* TEXT SHOWN:
Oftentimes in sports, the stats accurately show everything one would need to know about a contest. That was not the case for Penn men’s swimming over the weekend.

From Thursday to Saturday, the squad finished fourth at the Ivy League Championships, posting an overall team score of 1042.5 points.

Although the result fell short of the squad’s goal of matching last year’s mark, coach Mike Schnur took an extremely positive view of his team’s performance.

“I think we exceeded every expectation that I had,” he said. “We swam so fast at this meet.”

The result is, on paper, a step back from the team’s third-place finish at last year’s Ivy Championships. But all things considered, Schnur is entitled to feel good about what his squad accomplished.

And there are quite a few things to consider. First of all, there’s the improving nature of the Ivy League.

“The Ivy League is extraordinarily fast in men’s swimming right now,” Schnur said. “We’ve never had a meet like this.”

* EXTRACTED INFORMATION:
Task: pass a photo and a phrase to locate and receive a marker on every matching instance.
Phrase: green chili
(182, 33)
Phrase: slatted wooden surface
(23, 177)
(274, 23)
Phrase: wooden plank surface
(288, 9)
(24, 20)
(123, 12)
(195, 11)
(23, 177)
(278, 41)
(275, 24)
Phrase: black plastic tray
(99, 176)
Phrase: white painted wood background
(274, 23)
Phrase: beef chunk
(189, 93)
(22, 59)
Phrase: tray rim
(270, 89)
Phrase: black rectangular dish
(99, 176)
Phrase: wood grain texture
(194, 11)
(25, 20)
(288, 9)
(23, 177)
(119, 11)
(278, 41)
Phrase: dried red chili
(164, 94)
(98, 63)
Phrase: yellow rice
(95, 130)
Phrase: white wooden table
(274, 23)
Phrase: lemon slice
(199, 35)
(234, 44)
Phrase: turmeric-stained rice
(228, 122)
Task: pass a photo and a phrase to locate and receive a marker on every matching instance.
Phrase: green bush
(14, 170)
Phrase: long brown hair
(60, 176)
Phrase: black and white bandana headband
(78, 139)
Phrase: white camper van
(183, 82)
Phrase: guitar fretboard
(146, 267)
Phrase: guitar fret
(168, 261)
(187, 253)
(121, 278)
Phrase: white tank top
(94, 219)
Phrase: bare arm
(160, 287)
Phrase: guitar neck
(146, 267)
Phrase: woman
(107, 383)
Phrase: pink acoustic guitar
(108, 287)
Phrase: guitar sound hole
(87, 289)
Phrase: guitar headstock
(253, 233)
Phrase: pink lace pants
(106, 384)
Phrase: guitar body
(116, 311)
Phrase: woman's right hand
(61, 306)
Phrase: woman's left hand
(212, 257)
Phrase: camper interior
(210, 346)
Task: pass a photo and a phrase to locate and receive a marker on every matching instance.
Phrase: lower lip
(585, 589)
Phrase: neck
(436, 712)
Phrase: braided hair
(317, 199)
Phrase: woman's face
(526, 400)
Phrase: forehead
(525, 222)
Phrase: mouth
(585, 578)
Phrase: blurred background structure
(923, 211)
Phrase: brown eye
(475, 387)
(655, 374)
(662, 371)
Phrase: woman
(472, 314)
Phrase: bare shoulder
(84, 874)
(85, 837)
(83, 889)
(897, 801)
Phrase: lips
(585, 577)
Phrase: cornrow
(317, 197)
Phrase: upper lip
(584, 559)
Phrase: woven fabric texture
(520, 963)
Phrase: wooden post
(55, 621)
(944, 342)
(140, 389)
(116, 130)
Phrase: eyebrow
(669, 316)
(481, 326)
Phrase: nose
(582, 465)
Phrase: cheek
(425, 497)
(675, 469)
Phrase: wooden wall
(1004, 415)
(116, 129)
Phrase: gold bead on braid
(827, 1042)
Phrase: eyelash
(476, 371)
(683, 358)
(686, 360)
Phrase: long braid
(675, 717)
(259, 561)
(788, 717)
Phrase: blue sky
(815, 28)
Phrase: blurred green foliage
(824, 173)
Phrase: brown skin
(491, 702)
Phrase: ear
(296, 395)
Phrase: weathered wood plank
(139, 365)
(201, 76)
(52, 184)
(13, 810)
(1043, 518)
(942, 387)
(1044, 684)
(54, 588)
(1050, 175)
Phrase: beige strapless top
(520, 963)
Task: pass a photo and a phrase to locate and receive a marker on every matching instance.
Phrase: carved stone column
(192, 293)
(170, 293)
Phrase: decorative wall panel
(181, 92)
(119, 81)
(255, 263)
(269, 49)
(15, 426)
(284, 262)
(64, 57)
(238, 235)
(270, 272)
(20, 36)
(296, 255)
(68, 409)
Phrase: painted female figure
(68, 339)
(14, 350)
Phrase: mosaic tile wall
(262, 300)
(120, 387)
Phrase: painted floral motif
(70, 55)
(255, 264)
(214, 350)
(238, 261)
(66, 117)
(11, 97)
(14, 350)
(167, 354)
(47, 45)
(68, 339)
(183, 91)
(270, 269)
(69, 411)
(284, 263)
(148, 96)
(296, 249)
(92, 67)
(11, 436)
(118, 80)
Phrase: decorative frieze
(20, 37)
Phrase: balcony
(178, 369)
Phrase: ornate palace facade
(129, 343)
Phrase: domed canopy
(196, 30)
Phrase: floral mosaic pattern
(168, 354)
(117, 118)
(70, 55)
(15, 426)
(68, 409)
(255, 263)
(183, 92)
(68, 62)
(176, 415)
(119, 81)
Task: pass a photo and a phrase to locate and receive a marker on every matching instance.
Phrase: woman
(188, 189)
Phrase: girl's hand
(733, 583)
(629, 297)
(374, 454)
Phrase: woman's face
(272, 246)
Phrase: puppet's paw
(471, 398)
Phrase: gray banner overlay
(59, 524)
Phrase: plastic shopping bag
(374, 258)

* WHAT THIS EXERCISE ASKS:
a – Quote everything in the Penn swimming article from "Oftentimes in sports, the" down to "over the weekend.".
b – In the Penn swimming article, what overall team score did the squad post at the Ivy League Championships?
c – Carry on the Penn men's swimming article from where it stops.

* ANSWERS TO THE EXERCISES:
a –
Oftentimes in sports, the stats accurately show everything one would need to know about a contest. That was not the case for Penn men’s swimming over the weekend.

b – 1042.5 points

c –
Additionally, the Quakers competed without standout freshman swimmer Alex Peterson, who is recovering from a jaw injury. Not to mention the fact that the Red and Blue didn’t field a single men’s diver.

In the face of this adversity, the Red and Blue actually gained ground relative to last year on the meet’s top two finishers — Princeton and Harvard.

“We really stepped up nicely. We were faster this year in every event than we were last year,” Schnur said. “Last year’s [Penn] team — we would kill them right now.”

Junior stars Chris Swanson and Eric Schultz stood out throughout the Championships for the Quakers.

Swanson took first place in all three distance free events — the 500-, 1000- and 1650-yard — in meet-record times. It is only the sixth time an Ivy League swimmer has completed such a sweep.

“I don’t think you could get a more perfect weekend,” Schnur said. “He did everything but sell hot dogs between events ... He set himself up as one of the all-time great Ivy League swimmers.”

Meanwhile, Schultz took the top spot in the 200-yard freestyle championships in addition to finishing runner-up in both the 50- and 100-yard free. Both Schultz and Swanson were among the meets’ most prolific scorers.

With both stars returning for their senior campaigns next year and an emerging sophomore class rounding into form, Schnur has found a lot of reason to be optimistic for the future.

“Our younger guys really made great strides from last year,” Schnur said. “If we have the same time drops again next year that we did this year, we’ll be a tough team to beat.”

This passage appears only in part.